>> start Raw records

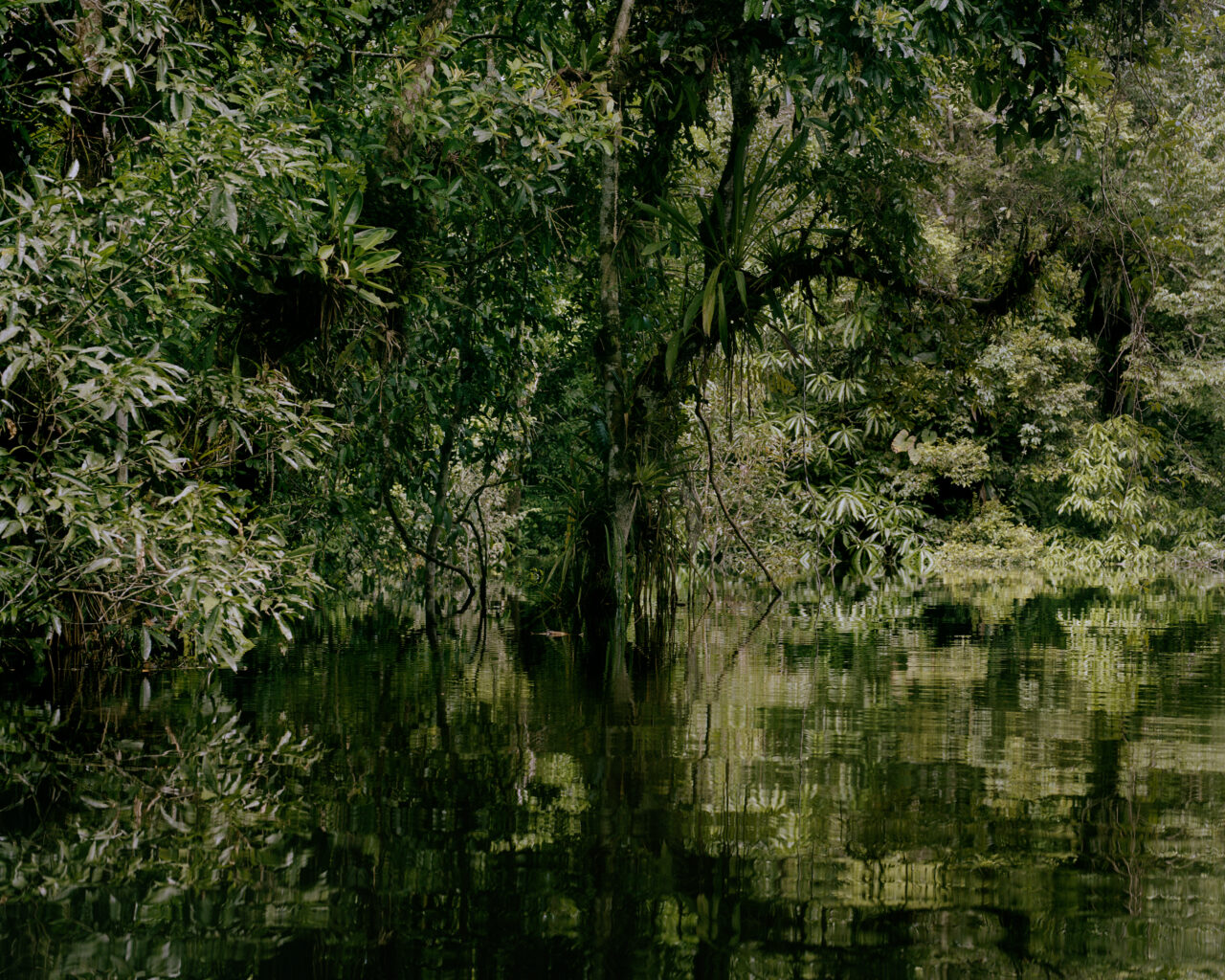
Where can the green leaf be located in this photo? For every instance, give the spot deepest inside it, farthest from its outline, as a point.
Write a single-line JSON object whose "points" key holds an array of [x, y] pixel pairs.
{"points": [[674, 348]]}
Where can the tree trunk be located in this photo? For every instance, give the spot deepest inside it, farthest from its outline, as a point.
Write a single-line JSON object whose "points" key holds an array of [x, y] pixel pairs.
{"points": [[441, 489], [617, 466]]}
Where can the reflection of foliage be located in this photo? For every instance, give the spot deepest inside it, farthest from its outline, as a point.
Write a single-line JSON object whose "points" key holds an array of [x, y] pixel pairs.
{"points": [[195, 814]]}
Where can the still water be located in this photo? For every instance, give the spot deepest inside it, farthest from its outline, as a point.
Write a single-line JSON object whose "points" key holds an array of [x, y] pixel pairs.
{"points": [[959, 778]]}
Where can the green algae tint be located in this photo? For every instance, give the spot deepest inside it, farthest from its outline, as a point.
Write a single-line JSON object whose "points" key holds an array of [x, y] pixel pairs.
{"points": [[966, 778]]}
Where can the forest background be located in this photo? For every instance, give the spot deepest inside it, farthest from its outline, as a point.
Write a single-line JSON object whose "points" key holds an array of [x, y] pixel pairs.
{"points": [[605, 297]]}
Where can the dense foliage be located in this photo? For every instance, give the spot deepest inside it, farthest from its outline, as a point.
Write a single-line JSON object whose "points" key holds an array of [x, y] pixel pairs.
{"points": [[307, 293]]}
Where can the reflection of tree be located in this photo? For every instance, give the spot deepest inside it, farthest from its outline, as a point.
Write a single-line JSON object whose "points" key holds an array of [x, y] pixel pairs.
{"points": [[165, 828], [844, 791]]}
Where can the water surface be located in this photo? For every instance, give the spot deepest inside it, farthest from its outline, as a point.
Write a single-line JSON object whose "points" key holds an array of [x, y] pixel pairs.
{"points": [[962, 778]]}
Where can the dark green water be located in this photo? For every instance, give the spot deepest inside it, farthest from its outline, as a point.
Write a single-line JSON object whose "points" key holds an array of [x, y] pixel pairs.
{"points": [[1005, 778]]}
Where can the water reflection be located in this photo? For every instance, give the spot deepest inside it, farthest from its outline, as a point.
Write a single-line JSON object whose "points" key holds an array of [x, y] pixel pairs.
{"points": [[963, 778]]}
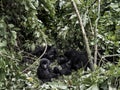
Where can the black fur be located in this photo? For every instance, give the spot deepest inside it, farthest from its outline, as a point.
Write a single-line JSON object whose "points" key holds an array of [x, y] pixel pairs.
{"points": [[44, 72], [78, 59]]}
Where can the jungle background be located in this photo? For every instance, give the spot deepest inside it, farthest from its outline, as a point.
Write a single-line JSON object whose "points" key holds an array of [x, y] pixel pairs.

>> end Raw records

Set exercise:
Quote all of the data above word for word, with the pictures left out.

In response:
Where can the green leaf be located in this photo? For every instance, give the spot deepest inside it, farthest from its outline, as a point.
Write a single-line JSON object whose "points" key holds an array of [x, y] pixel pairs.
{"points": [[674, 348]]}
Where can the tree trunk be located in this photo? For every instance, give the spot deepest inside it, farthest from its outline, as a point.
Write a single-line JSON object whose "points" key holds an array of [x, y] pixel pairs.
{"points": [[441, 489], [617, 466]]}
Where can the reflection of foliage be located in this photo? For every instance, give the spot deepest inside it, farthest from its outline, as a point.
Write a single-line JSON object whose "points" key holds an array of [x, y] pixel pairs.
{"points": [[195, 814]]}
Where can the still water be located in this photo? For every instance, give the spot deepest inside it, farthest from its outline, as a point.
Write a single-line JSON object whose "points" key holds an array of [x, y] pixel pairs.
{"points": [[959, 778]]}
Where can the green algae tint be located in this photo? For every instance, give the spot deepest inside it, farthest from its outline, as a point.
Write a single-line JSON object whose "points" key holds an array of [x, y] pixel pairs.
{"points": [[966, 778]]}
Where can the forest background be located in this photo? For every instance, give the spot deepest inside it, farthest from its outline, as a point.
Write a single-line JSON object whose "points" key holds an array of [x, y] pixel pairs.
{"points": [[605, 297]]}
Where can the dense foliage be located in this photo? For every instance, give the spot deepest inside it, farthest from its outline, as a point.
Write a single-line JSON object whose "points" key holds an array of [x, y] pixel pairs.
{"points": [[307, 293]]}
Where can the reflection of tree be located in this photo? For every instance, give the spot deepest inside it, farthest from its outline, as a point.
Write a single-line JSON object whose "points" key holds an array of [x, y] pixel pairs.
{"points": [[165, 828], [844, 791]]}
Where can the water surface be located in this photo? For every instance, give the spot deepest inside it, farthest from its outline, as a point.
Write a single-line JSON object whose "points" key holds an array of [x, y] pixel pairs.
{"points": [[962, 778]]}
Where can the dark green water be located in this photo? For every instance, give the spot deepest inside it, farthest from its outline, as a point.
Write a single-line JSON object whose "points" key holds an array of [x, y] pixel pairs.
{"points": [[1005, 778]]}
Where can the water reflection be located in this photo? For every instance, give the spot deepest inside it, farthest from its outline, as a point.
Write a single-line JSON object whose "points" key holds an array of [x, y] pixel pairs.
{"points": [[963, 778]]}
Where can the black fur be located in this photo? For every instance, give the spot deepest inside it, farthest from its outline, as a point.
Write a single-line JSON object whose "points" key holds an array of [x, y] pixel pairs.
{"points": [[44, 72], [78, 59]]}
Where can the jungle background be located in this photo? For every instance, give the spot deepest inside it, farthest from its outline, as a point.
Write a single-line JSON object whose "points" key holds an array of [x, y] pixel pairs.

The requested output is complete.